Exercise data START

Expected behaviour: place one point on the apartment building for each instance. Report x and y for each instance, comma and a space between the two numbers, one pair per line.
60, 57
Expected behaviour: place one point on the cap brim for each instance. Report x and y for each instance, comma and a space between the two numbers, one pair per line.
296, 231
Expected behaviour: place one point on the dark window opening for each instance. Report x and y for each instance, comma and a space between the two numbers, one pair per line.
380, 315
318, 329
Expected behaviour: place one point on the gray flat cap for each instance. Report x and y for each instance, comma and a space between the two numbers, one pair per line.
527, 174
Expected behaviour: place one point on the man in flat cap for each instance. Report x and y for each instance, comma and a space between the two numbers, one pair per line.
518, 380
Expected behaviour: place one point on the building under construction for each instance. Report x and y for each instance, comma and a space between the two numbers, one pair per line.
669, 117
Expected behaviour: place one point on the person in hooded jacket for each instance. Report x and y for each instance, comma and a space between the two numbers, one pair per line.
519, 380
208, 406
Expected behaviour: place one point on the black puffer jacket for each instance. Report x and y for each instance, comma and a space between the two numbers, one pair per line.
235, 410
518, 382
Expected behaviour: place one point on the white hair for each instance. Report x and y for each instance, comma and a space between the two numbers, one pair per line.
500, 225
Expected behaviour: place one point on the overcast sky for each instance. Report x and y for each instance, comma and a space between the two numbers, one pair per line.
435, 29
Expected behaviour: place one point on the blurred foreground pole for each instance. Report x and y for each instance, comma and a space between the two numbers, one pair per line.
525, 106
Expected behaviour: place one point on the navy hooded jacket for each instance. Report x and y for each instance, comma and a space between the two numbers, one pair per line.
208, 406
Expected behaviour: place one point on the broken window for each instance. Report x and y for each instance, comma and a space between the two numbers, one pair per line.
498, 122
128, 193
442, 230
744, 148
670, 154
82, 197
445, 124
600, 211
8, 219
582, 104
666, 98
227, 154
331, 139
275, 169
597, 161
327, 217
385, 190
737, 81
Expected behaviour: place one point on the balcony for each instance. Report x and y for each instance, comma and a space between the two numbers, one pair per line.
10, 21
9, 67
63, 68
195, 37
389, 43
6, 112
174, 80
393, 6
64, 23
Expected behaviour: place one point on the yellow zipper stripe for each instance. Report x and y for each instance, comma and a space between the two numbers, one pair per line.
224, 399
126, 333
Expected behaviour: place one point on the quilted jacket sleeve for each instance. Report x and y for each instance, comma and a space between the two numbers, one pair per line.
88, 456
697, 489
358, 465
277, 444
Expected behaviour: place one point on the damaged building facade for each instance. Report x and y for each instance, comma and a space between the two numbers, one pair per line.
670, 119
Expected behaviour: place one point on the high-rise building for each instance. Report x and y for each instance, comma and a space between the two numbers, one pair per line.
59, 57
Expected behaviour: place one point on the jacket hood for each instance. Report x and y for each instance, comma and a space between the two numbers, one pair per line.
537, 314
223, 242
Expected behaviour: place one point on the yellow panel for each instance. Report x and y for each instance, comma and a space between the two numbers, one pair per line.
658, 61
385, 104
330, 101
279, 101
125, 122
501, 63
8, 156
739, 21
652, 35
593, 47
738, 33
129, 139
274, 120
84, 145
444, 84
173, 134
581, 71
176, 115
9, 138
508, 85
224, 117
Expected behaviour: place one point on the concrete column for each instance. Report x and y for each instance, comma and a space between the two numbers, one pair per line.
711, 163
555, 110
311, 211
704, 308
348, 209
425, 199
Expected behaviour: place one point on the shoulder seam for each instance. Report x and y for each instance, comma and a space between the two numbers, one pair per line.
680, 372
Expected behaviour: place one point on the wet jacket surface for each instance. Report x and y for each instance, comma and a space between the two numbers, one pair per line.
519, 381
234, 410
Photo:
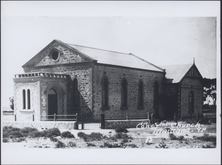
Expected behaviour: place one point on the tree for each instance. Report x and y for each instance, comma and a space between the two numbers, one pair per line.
209, 91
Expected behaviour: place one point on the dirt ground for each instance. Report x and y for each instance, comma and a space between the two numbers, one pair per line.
141, 138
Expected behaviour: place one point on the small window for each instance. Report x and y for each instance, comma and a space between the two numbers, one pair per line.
124, 94
76, 93
28, 97
105, 93
55, 55
24, 99
191, 102
155, 95
140, 95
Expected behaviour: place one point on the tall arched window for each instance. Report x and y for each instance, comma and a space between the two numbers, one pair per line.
105, 93
124, 93
191, 102
28, 99
140, 95
24, 99
75, 93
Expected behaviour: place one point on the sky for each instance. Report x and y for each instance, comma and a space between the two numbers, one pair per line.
162, 39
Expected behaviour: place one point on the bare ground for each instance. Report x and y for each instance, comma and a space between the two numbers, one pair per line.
141, 138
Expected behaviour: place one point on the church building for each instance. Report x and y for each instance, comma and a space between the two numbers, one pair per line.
65, 79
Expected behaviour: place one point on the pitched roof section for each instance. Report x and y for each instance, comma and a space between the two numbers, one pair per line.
94, 54
116, 58
177, 72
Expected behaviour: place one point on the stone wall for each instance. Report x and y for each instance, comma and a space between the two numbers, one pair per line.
115, 76
83, 73
26, 114
195, 85
60, 85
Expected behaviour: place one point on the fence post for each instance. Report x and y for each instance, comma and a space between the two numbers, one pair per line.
102, 121
82, 121
54, 117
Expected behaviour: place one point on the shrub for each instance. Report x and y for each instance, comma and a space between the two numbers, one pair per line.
124, 141
71, 144
27, 131
90, 145
132, 145
60, 144
5, 140
18, 139
122, 136
53, 139
51, 132
67, 134
121, 129
173, 137
81, 134
15, 134
92, 137
96, 136
207, 137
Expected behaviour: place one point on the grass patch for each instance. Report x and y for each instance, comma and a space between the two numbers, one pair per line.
94, 136
60, 144
207, 137
121, 129
173, 137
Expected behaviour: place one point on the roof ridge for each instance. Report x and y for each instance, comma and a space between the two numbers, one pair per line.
99, 49
148, 62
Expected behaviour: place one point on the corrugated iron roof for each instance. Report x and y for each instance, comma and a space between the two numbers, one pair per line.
176, 72
116, 58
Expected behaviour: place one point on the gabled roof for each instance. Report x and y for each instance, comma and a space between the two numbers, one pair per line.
116, 58
102, 57
177, 72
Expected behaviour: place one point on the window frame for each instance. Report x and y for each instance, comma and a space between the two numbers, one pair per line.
124, 94
140, 101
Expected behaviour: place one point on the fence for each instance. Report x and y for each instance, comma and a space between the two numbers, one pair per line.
56, 117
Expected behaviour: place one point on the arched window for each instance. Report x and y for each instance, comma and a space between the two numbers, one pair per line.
124, 93
155, 95
140, 95
28, 97
24, 99
105, 93
191, 102
76, 93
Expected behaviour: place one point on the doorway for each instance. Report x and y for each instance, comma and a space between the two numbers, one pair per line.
52, 103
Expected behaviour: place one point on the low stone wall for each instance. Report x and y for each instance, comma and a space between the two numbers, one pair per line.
40, 125
112, 124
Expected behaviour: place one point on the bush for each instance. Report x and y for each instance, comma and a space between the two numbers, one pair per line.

Exercise data END

- **What needs to be done**
With the pictures set aside, repeat every entry above exactly.

- **Answer space**
Expected behaviour: place one point on the apartment building for each instance. Report x and y for each instance, comma and a space between the two numbers, one pair per line.
60, 57
Expected behaviour: place one point on the cap brim for each instance. Report x and y for each instance, comma and a space between the two numbers, one pair per line.
296, 231
Expected behaviour: place one point on the dark window opening for each instance. Report x and y for each instance, comma and a space between the two numbers, one pair per line.
380, 315
318, 329
Expected behaviour: place one point on the gray flat cap for each instance. Report x and y for each instance, comma and a space between the two numbers, one pair per line.
527, 174
Expected behaviour: place one point on the man in flat cap for each instance. Report x and y for each instance, comma and a space between the two numbers, one pair per line.
518, 380
Expected behaviour: place one point on the building under construction for each instance. Report x and y for each instance, comma and a space between the two numbers, one pair per line.
669, 117
Expected behaviour: place one point on the person in hooded jacket for each instance. Report x and y for each instance, comma and a space between the two numbers, one pair per line.
519, 380
208, 406
Expected behaviour: place one point on the black puffer jacket for each instance. Report x and y for each instance, comma and a space between the two numbers, one pair per line.
235, 410
518, 382
Expected behaviour: place one point on the white hair for each instance. Report x and y for each instance, comma and a space between the two numbers, one pair per line.
500, 225
Expected behaviour: place one point on the overcast sky for each instance. Report x and y for each instance, comma and a space between the two numbers, one pair per line.
435, 29
Expected behaviour: place one point on the blurred foreground pole for each instance. Report x and y for each instance, comma and a space between the two numbers, one pair per line.
525, 106
Expected behaviour: place one point on the navy hooded jacket for each instance. Report x and y for each instance, comma and a space between the two numbers, one pair per line.
208, 406
Expected behaviour: place one point on the broken window for each instance. Report x and y for each instance, comma and a space between the two numbers, one pair per line.
498, 122
128, 193
442, 230
744, 148
670, 154
82, 197
445, 124
600, 211
8, 219
582, 104
666, 98
227, 154
331, 139
275, 169
597, 161
327, 217
385, 190
737, 81
Expected behaviour: place one point on the balcony for each instance. Report x and y for each instance, comma and a space between the two numbers, one pair per line.
10, 21
9, 67
63, 68
195, 37
389, 43
6, 112
174, 80
393, 6
64, 23
Expected behaviour: place one point on the yellow zipper stripe for each instance. Report x and y for each instance, comma and a space between the two numbers, one pair per line.
224, 399
126, 333
Expected behaviour: place one point on the quilted jacket sleeve for each instance. Report x and y for each instance, comma and a space between the two numbers, one pair per line.
88, 456
697, 489
358, 465
277, 444
Expected behaviour: place one point on the damaged building facade for each instance. Report x and y for each instance, comma and a space between the two numbers, one pair per line.
670, 119
Expected behaviour: place one point on the high-rise building for each instance. Report x and y for each instance, comma and a space between the two numbers, one pair per line.
59, 57
Expected behaviour: place one point on the jacket hood for each instance. Report x and y for each instance, comma and a space between the two numbers, one pair per line.
537, 314
223, 242
Expected behaviour: place one point on the yellow panel for each instance. Report x and y for each instance, comma and a space between the two numbers, one pair per line.
658, 61
385, 104
330, 101
279, 101
125, 122
501, 63
8, 156
739, 21
652, 35
593, 47
738, 33
129, 139
274, 120
84, 145
444, 84
173, 134
581, 71
176, 115
9, 138
508, 85
224, 117
Expected behaviour: place one point on the concrete column for each instance. Report x and y for each instance, comma and a space between the two numbers, one pair per line.
711, 163
555, 110
311, 211
704, 308
348, 209
425, 199
Expected behaviour: place one point on the shoulder seam for each instance. Report x and y for each instance, comma and a space between the two numbers, one pair per line.
680, 372
Expected behaviour: place one point on the wet jacket surface for each instance. Report x and y for each instance, comma and a space between the two numbers, one pair per line.
519, 381
234, 410
Photo:
Expected behaviour: place one point on the tree for each instance. Report x and y for each instance, comma and a space between the two numbers, one pair per line.
209, 91
Expected behaviour: place one point on the dirt ground for each instance. Report x and y for each instance, comma and a space between the two numbers, one pair per line.
141, 138
Expected behaviour: place one point on the small window for each instance. Report x and y for each instance, comma and a space between the two numbers, one pair per line.
124, 94
76, 93
28, 97
105, 93
55, 55
24, 99
191, 102
155, 95
140, 95
Expected behaviour: place one point on the tall arched window for each instance. Report x and y for each instance, comma and a space between the two numbers, one pair per line.
105, 93
124, 93
191, 102
28, 99
140, 95
24, 99
75, 93
Expected behaviour: place one point on the sky for each instance. Report x and y for each instance, comma and a space between the two numbers, one pair per line.
162, 39
Expected behaviour: place one point on the bare ground for each instance. Report x and y for each instance, comma and a space between the two numbers, one pair per line.
141, 138
Expected behaviour: place one point on the church building for each instance. Report x and y for each instance, comma and a space between the two numbers, one pair per line.
65, 79
Expected behaviour: place one point on the pitched roof section for each instance. Report x and y for each instance, comma and a space between the two numbers, one pair per line.
94, 54
116, 58
177, 72
Expected behaviour: place one point on the stone wall for each instance. Report x and y for each instance, comma and a space between the two numbers, one pair per line.
115, 76
83, 73
26, 114
195, 85
60, 85
Expected behaviour: place one point on the fence post for each instance. Report x and y for each instance, comma and a space between the two numbers, one pair per line.
102, 121
82, 121
54, 117
Expected behaviour: place one point on the shrub for each instance. Report x and y for each instance, comma and a space between the two numbers, one pair per line.
124, 141
71, 144
27, 131
90, 145
132, 145
60, 144
5, 140
18, 139
122, 136
53, 139
51, 132
67, 134
121, 129
173, 137
81, 134
15, 134
92, 137
96, 136
207, 137
Expected behaviour: place one point on the grass patch for each instance. Report x and y for each instance, comma and a space between the two numbers, one pair per line.
94, 136
60, 144
207, 137
121, 129
173, 137
Expected behaviour: place one point on the roof ridge for each instance. Report x and y for each instance, comma and a space between the two numbers, one pair per line.
99, 49
148, 62
Expected behaviour: place one point on the corrugated iron roof for each instance. Report x and y for each instance, comma and a space between the two numbers, one pair per line.
176, 72
116, 58
Expected behaviour: place one point on the gabled roof for each instance. Report x and y for each instance, comma and a space between the two numbers, one pair per line.
116, 58
102, 57
177, 72
Expected behaviour: place one point on the window frame for each instance. Report x and y for each instance, comma and a space between the two numbers, one pair per line.
124, 94
140, 101
Expected behaviour: place one point on the fence for each instance. Report x and y for each instance, comma and a space between the two numbers, one pair per line.
56, 117
Expected behaviour: place one point on the arched window for each instance. Report x and y for each instance, comma and a space between the two numbers, one pair per line.
124, 93
155, 95
140, 95
28, 97
24, 99
105, 93
191, 102
76, 93
Expected behaviour: place one point on the doorway for each instance. Report x and y for each instance, comma and a space between the two numbers, one pair per line.
52, 103
Expected behaviour: place one point on the low stone wall for each instance. Report x and y for each instance, comma and a space between the two numbers, one pair per line.
40, 125
112, 124
Expected behaviour: place one point on the bush for each instance. Report x and y for each instance, comma and a space between the two numbers, one pair per line.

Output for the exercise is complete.